- Opening Delimiter -
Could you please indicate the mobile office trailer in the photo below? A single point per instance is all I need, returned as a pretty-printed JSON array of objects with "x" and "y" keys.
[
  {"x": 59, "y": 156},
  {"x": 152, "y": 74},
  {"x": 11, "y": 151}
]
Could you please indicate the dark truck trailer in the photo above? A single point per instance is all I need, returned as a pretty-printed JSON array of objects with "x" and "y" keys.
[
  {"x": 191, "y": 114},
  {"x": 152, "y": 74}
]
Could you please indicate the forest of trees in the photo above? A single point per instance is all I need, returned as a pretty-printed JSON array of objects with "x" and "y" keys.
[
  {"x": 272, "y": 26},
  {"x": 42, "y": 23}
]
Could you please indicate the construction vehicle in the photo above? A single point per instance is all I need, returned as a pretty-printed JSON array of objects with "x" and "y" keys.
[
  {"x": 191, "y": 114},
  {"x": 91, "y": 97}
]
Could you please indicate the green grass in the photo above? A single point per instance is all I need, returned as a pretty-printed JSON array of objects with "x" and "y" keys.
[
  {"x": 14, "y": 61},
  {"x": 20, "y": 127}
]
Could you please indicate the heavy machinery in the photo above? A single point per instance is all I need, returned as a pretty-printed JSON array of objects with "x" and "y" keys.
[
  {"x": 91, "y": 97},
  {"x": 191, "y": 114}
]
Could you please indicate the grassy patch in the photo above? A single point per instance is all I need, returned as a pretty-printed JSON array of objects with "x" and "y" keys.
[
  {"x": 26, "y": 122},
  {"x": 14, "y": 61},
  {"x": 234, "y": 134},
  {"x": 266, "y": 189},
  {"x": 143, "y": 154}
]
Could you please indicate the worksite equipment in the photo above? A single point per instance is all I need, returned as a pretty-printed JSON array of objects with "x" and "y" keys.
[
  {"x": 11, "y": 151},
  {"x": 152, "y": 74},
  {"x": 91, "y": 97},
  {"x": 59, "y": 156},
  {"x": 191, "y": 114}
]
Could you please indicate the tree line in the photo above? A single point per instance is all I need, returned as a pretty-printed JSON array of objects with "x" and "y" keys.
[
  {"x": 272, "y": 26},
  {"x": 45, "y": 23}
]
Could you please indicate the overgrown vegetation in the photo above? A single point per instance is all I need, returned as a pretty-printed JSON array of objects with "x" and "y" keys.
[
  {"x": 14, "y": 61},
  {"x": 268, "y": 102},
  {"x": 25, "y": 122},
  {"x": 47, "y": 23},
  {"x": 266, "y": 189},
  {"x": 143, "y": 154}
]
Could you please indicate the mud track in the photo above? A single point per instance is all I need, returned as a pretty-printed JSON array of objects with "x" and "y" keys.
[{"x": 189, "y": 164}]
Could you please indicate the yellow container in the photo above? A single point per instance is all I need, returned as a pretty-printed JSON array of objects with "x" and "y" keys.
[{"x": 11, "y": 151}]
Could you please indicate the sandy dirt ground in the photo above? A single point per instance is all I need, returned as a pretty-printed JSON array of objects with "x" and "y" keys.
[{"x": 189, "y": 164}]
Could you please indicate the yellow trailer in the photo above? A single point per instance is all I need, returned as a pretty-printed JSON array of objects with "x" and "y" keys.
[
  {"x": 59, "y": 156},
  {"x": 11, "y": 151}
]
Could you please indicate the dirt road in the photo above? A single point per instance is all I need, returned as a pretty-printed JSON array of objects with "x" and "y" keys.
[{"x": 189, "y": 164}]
- Closing Delimiter -
### Instructions for the task:
Could you transcribe the records in full, exactly?

### Solved problem:
Could you please indicate the mobile office trailer in the photo below? A single point per instance is all I need, returned as a pretty-printed JSON array of objects with "x" and "y" keys.
[
  {"x": 59, "y": 156},
  {"x": 152, "y": 74},
  {"x": 11, "y": 151}
]
Could you please indicate the dark truck trailer in the photo above? A single point per instance is all I need, returned as a pretty-printed JSON array of objects with "x" and "y" keys.
[
  {"x": 191, "y": 114},
  {"x": 152, "y": 74}
]
Could you please indicate the forest of trees in the photo above? A single point per instance is all I need, returned as a pretty-printed JSON array of objects with "x" and "y" keys.
[
  {"x": 272, "y": 26},
  {"x": 42, "y": 23}
]
Could you please indicate the construction vehicle in the photo above? A single point per instance is all I need, returned as a pretty-printed JSON array of objects with "x" and "y" keys.
[
  {"x": 191, "y": 114},
  {"x": 91, "y": 97}
]
Could you please indicate the green grass in the photo above? A single point per instance is all I need, returned as a pretty-printed JSON array of objects with "x" and "y" keys.
[
  {"x": 14, "y": 61},
  {"x": 20, "y": 127}
]
Could you please indicate the heavy machinery in the photo above? A single point per instance is all I need, returned as a pretty-printed JSON array of objects with "x" and "y" keys.
[
  {"x": 91, "y": 97},
  {"x": 191, "y": 114}
]
Could you please indicate the grassy patch in the photo above? A single point per instance is all I need, returned as a pretty-printed JSON array of objects with "x" and "y" keys.
[
  {"x": 26, "y": 122},
  {"x": 14, "y": 61},
  {"x": 234, "y": 134},
  {"x": 266, "y": 189},
  {"x": 143, "y": 154}
]
Could you please indicate the worksite equipment in the photo above? A single point per instance is all I need, returned as a pretty-printed JSON array of objects with "x" and "y" keys.
[
  {"x": 11, "y": 151},
  {"x": 152, "y": 74},
  {"x": 91, "y": 97},
  {"x": 59, "y": 156},
  {"x": 191, "y": 114}
]
Could you please indicate the tree line in the photo above? A single point per instance is all I need, returned as a pretty-printed JSON array of objects with "x" and "y" keys.
[
  {"x": 272, "y": 26},
  {"x": 45, "y": 23}
]
Could you please indicate the overgrown vegetation in the photo above? A single point per instance is all I need, returned as a pretty-printed JSON array of objects with "x" and "y" keys.
[
  {"x": 14, "y": 61},
  {"x": 268, "y": 102},
  {"x": 25, "y": 122},
  {"x": 47, "y": 23},
  {"x": 266, "y": 189},
  {"x": 143, "y": 154}
]
Could you please indicate the mud track in the photo above? A single point per instance is all I need, returned as a pretty-printed JSON array of objects with "x" and "y" keys.
[{"x": 189, "y": 164}]
Could you please indicate the yellow container in the photo above? A single point per instance is all I need, returned as a pretty-printed JSON array of objects with "x" and "y" keys.
[{"x": 11, "y": 151}]
Could you please indicate the sandy dirt ground in the photo above? A single point per instance is all I need, returned as a pretty-printed JSON array of objects with "x" and "y" keys.
[{"x": 189, "y": 164}]
Could you please indicate the yellow trailer in the photo above? A single point per instance is all I need, returned as a pretty-printed JSON array of objects with "x" and "y" keys.
[
  {"x": 59, "y": 156},
  {"x": 11, "y": 151}
]
Could you please indicate the dirt road in the photo above? A single point per instance is all I need, returned as a pretty-printed JSON array of objects with "x" and "y" keys.
[{"x": 189, "y": 164}]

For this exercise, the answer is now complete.